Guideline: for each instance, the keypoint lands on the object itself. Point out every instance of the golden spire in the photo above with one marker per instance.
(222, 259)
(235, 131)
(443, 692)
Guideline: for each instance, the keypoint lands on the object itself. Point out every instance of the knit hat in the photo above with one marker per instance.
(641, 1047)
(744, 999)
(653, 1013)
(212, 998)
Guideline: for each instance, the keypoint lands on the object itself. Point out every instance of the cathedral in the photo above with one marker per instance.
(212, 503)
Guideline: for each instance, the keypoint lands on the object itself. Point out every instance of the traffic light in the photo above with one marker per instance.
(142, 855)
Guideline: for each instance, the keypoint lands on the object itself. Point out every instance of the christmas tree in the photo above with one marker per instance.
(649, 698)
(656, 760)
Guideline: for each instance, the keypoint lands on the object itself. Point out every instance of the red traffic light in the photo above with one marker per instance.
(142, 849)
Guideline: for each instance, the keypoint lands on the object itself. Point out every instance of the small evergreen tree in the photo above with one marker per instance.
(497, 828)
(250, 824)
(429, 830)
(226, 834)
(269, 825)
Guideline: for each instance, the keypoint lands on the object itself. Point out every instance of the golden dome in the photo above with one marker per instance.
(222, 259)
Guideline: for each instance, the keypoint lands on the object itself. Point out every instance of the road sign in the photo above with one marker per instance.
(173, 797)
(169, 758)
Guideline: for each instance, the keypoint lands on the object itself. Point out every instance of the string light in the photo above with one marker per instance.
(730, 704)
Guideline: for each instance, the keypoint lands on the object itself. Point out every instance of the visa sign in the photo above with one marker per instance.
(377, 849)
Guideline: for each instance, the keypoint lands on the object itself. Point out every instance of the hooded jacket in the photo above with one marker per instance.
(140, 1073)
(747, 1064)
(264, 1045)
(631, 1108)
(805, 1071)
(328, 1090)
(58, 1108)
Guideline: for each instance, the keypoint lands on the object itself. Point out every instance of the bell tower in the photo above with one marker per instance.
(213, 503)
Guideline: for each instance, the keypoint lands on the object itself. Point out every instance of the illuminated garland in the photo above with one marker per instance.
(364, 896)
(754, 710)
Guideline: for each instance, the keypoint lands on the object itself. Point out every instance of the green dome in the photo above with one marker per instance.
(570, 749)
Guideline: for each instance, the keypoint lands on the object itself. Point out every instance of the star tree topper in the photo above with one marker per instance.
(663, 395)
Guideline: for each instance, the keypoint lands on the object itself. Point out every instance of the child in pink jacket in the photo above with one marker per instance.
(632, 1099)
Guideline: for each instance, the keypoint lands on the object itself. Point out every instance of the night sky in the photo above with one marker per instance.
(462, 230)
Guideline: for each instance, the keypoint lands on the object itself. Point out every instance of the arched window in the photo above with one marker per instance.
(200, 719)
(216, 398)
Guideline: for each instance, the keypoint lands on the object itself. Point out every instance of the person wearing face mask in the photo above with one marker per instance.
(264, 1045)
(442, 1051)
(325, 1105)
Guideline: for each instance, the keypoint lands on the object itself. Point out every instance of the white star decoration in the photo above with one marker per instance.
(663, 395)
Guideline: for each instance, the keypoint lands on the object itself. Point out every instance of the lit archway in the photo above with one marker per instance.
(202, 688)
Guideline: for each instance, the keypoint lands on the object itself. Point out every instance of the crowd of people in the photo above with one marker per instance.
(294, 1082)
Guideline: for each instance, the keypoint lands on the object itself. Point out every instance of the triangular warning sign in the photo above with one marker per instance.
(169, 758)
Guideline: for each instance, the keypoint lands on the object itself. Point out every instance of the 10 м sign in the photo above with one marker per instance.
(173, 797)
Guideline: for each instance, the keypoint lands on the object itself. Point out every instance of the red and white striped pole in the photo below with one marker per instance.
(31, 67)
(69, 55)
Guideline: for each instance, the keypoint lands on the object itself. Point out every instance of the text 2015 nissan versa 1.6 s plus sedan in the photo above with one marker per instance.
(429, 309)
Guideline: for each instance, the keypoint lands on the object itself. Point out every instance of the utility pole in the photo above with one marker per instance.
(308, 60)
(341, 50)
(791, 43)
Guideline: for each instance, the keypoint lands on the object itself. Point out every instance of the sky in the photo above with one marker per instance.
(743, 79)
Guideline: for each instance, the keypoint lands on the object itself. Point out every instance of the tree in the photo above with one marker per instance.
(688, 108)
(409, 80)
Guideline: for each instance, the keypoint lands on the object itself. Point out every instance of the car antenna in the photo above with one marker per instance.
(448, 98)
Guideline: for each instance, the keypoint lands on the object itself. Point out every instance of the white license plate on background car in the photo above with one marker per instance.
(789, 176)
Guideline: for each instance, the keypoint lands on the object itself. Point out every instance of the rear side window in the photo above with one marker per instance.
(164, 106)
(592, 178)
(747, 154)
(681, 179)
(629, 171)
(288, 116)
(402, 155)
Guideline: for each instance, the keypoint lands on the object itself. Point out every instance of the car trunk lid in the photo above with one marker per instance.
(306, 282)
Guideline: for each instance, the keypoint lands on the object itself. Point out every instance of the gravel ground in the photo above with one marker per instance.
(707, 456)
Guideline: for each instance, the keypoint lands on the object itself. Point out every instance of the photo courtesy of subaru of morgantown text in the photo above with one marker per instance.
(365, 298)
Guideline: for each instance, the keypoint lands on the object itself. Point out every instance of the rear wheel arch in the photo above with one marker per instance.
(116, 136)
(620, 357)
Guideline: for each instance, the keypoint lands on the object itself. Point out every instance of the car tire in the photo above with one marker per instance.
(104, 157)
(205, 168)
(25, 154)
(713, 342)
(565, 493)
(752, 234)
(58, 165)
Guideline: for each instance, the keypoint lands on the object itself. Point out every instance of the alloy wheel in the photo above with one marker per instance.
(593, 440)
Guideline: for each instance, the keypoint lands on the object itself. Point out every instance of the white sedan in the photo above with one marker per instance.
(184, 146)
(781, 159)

──────

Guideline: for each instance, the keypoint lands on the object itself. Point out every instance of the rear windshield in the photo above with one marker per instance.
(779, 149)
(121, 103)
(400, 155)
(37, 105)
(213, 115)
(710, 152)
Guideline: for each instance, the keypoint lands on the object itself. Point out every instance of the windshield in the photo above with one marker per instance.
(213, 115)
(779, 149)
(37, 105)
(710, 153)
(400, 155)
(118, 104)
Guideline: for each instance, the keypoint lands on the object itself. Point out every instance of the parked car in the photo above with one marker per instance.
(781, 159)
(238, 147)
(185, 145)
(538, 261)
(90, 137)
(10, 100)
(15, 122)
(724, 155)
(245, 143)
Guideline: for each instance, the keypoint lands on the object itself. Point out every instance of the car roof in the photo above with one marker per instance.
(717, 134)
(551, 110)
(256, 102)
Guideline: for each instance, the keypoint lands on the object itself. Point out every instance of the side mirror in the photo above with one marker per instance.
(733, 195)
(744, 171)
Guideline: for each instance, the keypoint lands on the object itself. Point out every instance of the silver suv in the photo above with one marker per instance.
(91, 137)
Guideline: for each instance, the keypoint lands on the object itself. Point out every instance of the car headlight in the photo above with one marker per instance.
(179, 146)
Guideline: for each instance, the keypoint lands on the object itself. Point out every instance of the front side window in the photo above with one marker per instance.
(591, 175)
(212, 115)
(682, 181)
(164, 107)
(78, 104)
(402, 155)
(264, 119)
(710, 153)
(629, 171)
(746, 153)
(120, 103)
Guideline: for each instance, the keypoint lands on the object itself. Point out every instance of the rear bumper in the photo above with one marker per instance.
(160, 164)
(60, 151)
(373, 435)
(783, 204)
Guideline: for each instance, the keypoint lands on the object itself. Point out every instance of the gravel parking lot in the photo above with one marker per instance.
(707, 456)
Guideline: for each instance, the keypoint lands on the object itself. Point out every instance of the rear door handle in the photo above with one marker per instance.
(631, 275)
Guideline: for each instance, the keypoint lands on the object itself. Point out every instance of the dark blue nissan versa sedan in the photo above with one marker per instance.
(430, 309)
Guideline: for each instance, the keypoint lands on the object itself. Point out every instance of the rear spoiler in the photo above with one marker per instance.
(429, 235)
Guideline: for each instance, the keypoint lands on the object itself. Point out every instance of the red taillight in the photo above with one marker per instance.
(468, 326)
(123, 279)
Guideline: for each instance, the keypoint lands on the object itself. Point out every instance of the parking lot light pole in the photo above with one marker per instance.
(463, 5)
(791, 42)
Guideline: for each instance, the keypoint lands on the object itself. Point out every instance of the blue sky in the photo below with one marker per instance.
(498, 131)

──────

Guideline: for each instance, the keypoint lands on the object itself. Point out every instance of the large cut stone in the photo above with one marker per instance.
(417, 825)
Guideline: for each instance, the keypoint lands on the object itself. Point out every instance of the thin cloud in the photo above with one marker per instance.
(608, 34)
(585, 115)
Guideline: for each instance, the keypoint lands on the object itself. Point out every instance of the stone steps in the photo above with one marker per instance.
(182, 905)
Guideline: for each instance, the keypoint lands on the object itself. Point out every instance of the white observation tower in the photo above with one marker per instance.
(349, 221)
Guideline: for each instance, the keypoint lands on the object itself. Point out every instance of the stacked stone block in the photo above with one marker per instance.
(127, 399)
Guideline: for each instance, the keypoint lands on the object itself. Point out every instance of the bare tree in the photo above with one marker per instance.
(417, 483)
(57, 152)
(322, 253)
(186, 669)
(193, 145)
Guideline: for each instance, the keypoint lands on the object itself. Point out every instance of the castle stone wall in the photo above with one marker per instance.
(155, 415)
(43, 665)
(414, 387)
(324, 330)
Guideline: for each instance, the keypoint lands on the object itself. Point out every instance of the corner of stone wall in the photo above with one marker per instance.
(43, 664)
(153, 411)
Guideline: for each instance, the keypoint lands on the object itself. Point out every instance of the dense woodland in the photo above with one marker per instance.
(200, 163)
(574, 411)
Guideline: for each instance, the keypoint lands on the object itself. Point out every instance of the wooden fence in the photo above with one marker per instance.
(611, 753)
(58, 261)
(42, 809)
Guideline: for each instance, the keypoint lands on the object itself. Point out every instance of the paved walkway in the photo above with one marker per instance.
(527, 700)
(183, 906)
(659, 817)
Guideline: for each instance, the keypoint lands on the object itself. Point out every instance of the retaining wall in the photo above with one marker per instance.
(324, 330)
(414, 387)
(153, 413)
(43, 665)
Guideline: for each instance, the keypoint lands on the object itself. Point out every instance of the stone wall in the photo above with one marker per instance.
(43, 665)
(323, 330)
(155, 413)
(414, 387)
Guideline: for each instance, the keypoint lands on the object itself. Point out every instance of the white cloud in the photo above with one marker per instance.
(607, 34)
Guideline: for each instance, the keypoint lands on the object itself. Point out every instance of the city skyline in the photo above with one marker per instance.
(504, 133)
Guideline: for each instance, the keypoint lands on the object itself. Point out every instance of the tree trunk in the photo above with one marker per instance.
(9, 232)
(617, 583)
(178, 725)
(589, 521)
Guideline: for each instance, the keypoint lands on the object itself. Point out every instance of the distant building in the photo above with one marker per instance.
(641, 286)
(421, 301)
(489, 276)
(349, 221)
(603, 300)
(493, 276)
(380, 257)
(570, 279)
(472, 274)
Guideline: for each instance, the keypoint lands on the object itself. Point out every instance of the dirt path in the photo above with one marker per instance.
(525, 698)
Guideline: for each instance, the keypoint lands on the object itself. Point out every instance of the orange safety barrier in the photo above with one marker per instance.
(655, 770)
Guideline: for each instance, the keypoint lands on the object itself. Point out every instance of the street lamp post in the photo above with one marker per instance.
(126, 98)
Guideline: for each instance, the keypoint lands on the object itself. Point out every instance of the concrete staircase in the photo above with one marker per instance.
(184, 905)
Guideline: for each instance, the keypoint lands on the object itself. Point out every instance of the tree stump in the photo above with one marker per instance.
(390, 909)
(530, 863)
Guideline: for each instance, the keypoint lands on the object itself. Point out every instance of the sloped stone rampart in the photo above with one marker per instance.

──────

→ 요구 사항
위의 행 가운데 문자열 "parking"가 들어 있는 행을 모두 반환하세요.

→ 정답
Guideline: for each instance, the keypoint lands on the object itself. Point out every instance of the gravel parking lot in the photo above with one marker per instance.
Guideline: for each instance, the keypoint lands on the object itself. Point out every instance of the parking lot light pole in the photo above with one marker per instance.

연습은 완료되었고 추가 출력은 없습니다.